As manchetes da Folha de S.Paulo e do Estado de São Paulo não poderiam ser mais diferentes no último domingo, 13 de março, quando milhares (ou milhões?) de pessoas saíram às ruas para protestar contra o governo Dilma Rousseff, contra Lula e o PT.
Em sua página na internet, o jornal da família Mesquita preferiu o tom ufanista da “Maior manifestação da história do país”, enquanto a Folha apresentou texto mais equilibrado, à luz dos dados recolhidos pelo seu instituto de pesquisa, o Datafolha.
O primeiro parágrafo das matérias já denota a diferença qualitativa da cobertura executada pelos dois veículos:
“Na maior manifestação da história do País, milhões de brasileiros foram às ruas neste domingo, 13, em pelo menos 239 cidades nas cinco regiões, pedir a saída da petista Dilma Rousseff, 68 anos, da Presidência da República. Os protestos também tiveram como alvo o ex-presidente Luiz Inácio Lula da Silva, fundador e principal líder do PT, investigado pela Operação Lava Jato e pelo Ministério Público de São Paulo”.
(Estadão Online, 13/03/2016 ).
“Apesar do crescimento do tamanho do protesto contra a presidente Dilma Rousseff, o perfil dos manifestantes que foram à Avenida Paulista neste domingo (13) se manteve elitizado. Os dados são de pesquisa do Datafolha feita por meio de 2.262 entrevistas durante o ato.
(Folha Online, 13/03/2016)”.
O Estadão apresenta um texto mais adjetivado, contaminado e “rico” em análises políticas sem fontes creditadas. O texto fala em “divisão dos manifestantes” entre as propostas de impeachment via Câmara dos Deputados ou cassação da chapa eleita pelo TSE; afirma que a adesão aos protestos “praticamente enterrou o discurso governista e petista de que o País está dividido” e ainda, que a nota de Dilma “comprova uma inflexão do governo” em reconhecer o apoio ao protesto, em relação a 2015, quando um ministro afirmou que as passeatas eram coisa de “eleitores do Aécio”.

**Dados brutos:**
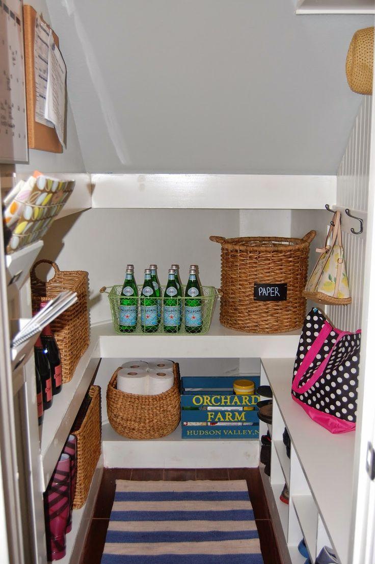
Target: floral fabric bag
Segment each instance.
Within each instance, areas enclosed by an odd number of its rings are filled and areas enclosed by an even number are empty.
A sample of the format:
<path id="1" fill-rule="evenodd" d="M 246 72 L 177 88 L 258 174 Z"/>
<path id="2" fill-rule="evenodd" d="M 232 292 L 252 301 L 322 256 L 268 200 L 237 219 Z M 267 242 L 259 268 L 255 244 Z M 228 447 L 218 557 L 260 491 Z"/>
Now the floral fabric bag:
<path id="1" fill-rule="evenodd" d="M 324 248 L 316 249 L 321 254 L 302 295 L 320 303 L 347 305 L 351 303 L 351 298 L 342 246 L 339 211 L 336 212 L 333 223 L 329 227 Z"/>

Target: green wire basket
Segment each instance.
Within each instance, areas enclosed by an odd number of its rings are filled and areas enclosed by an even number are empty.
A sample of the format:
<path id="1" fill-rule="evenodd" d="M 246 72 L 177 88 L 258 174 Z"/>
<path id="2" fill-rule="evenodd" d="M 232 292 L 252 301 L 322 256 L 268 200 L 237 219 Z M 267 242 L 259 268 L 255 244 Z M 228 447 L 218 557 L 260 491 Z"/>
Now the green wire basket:
<path id="1" fill-rule="evenodd" d="M 183 293 L 185 293 L 186 285 L 182 286 Z M 138 286 L 138 294 L 140 294 L 142 290 L 142 286 Z M 165 286 L 161 286 L 160 289 L 161 290 L 162 295 L 164 294 L 164 290 L 165 290 Z M 212 315 L 214 311 L 214 305 L 215 304 L 215 301 L 217 296 L 218 296 L 218 290 L 216 288 L 214 288 L 213 286 L 202 286 L 202 292 L 203 292 L 203 296 L 200 296 L 199 299 L 201 300 L 202 303 L 202 326 L 201 327 L 189 327 L 188 329 L 189 331 L 187 331 L 184 324 L 184 311 L 185 311 L 185 301 L 186 299 L 191 300 L 191 298 L 179 298 L 181 303 L 181 325 L 179 329 L 177 327 L 171 328 L 168 327 L 169 329 L 169 331 L 166 331 L 164 329 L 164 324 L 163 324 L 163 311 L 164 307 L 163 304 L 164 299 L 170 299 L 170 298 L 164 298 L 162 297 L 155 298 L 156 299 L 160 300 L 161 305 L 161 316 L 159 321 L 159 324 L 157 327 L 156 331 L 153 331 L 152 333 L 147 332 L 145 330 L 144 326 L 142 326 L 140 323 L 140 302 L 141 298 L 138 296 L 136 298 L 137 300 L 137 323 L 135 329 L 131 332 L 129 332 L 127 331 L 123 331 L 121 329 L 118 319 L 118 312 L 120 310 L 120 306 L 121 305 L 121 300 L 123 299 L 123 296 L 121 295 L 121 290 L 122 289 L 122 285 L 118 286 L 112 286 L 109 288 L 107 288 L 104 286 L 100 289 L 100 292 L 102 293 L 106 293 L 108 294 L 108 299 L 109 300 L 109 305 L 111 306 L 111 312 L 112 316 L 112 322 L 113 323 L 113 328 L 116 333 L 120 335 L 158 335 L 158 334 L 165 334 L 165 335 L 204 335 L 205 333 L 207 333 L 209 329 L 210 328 L 210 325 L 211 324 L 211 320 L 212 319 Z M 173 331 L 173 332 L 172 332 Z"/>

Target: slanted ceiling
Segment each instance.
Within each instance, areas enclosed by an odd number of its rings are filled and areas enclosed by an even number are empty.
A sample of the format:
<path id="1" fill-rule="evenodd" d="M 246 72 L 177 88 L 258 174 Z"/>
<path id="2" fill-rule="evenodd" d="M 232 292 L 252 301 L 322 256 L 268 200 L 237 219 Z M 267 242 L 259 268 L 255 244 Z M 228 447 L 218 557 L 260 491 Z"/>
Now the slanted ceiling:
<path id="1" fill-rule="evenodd" d="M 294 0 L 47 0 L 86 170 L 336 173 L 369 16 Z"/>

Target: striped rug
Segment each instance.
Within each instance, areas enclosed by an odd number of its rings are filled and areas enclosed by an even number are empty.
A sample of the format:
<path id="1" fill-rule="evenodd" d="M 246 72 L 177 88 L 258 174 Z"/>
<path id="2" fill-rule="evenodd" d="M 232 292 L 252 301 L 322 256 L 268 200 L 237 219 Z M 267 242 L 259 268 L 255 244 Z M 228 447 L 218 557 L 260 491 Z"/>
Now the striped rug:
<path id="1" fill-rule="evenodd" d="M 117 480 L 102 564 L 263 564 L 245 480 Z"/>

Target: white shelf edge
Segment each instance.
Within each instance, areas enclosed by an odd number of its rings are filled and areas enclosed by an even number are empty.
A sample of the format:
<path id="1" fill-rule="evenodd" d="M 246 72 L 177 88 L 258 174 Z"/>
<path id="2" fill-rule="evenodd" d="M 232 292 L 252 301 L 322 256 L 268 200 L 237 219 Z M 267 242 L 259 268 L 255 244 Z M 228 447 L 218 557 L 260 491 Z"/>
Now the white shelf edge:
<path id="1" fill-rule="evenodd" d="M 61 564 L 78 564 L 89 531 L 103 474 L 103 455 L 95 471 L 86 502 L 80 509 L 73 509 L 72 530 L 67 535 L 67 553 Z"/>
<path id="2" fill-rule="evenodd" d="M 282 440 L 274 440 L 275 450 L 288 488 L 290 483 L 290 460 L 286 456 L 285 446 Z"/>
<path id="3" fill-rule="evenodd" d="M 350 564 L 355 434 L 332 434 L 293 401 L 290 390 L 294 357 L 263 358 L 262 363 L 332 546 L 341 564 Z M 326 453 L 338 468 L 346 472 L 332 473 L 329 465 L 324 462 Z"/>
<path id="4" fill-rule="evenodd" d="M 51 407 L 45 412 L 41 430 L 41 452 L 45 487 L 99 363 L 98 344 L 98 337 L 92 332 L 90 343 L 80 359 L 73 378 L 63 385 L 60 394 L 54 396 Z"/>
<path id="5" fill-rule="evenodd" d="M 125 173 L 91 182 L 93 208 L 323 209 L 336 201 L 335 175 Z"/>
<path id="6" fill-rule="evenodd" d="M 316 557 L 317 508 L 312 495 L 292 495 L 292 503 L 302 531 L 311 562 Z"/>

**OBJETIVO DO EXERCÍCIO:**
Verifique se cada afirmação abaixo está de acordo com o texto sobre a cobertura dos protestos de 13 de março. Responda sim ou não e cite entre aspas as palavras do texto que decidem a questão.
(a) A Folha baseou sua matéria em pesquisa do Datafolha com 2.262 entrevistas feitas durante o ato.
(b) Segundo o Estadão, os protestos ocorreram em menos de 200 cidades.
(c) A Folha adotou o tom de "Maior manifestação da história do país".

**RESULTADO DA TAREFA:**
(a) Sim: "Os dados são de pesquisa do Datafolha feita por meio de 2.262 entrevistas durante o ato."
(b) Não: "em pelo menos 239 cidades nas cinco regiões"
(c) Não: "enquanto a Folha apresentou texto mais equilibrado"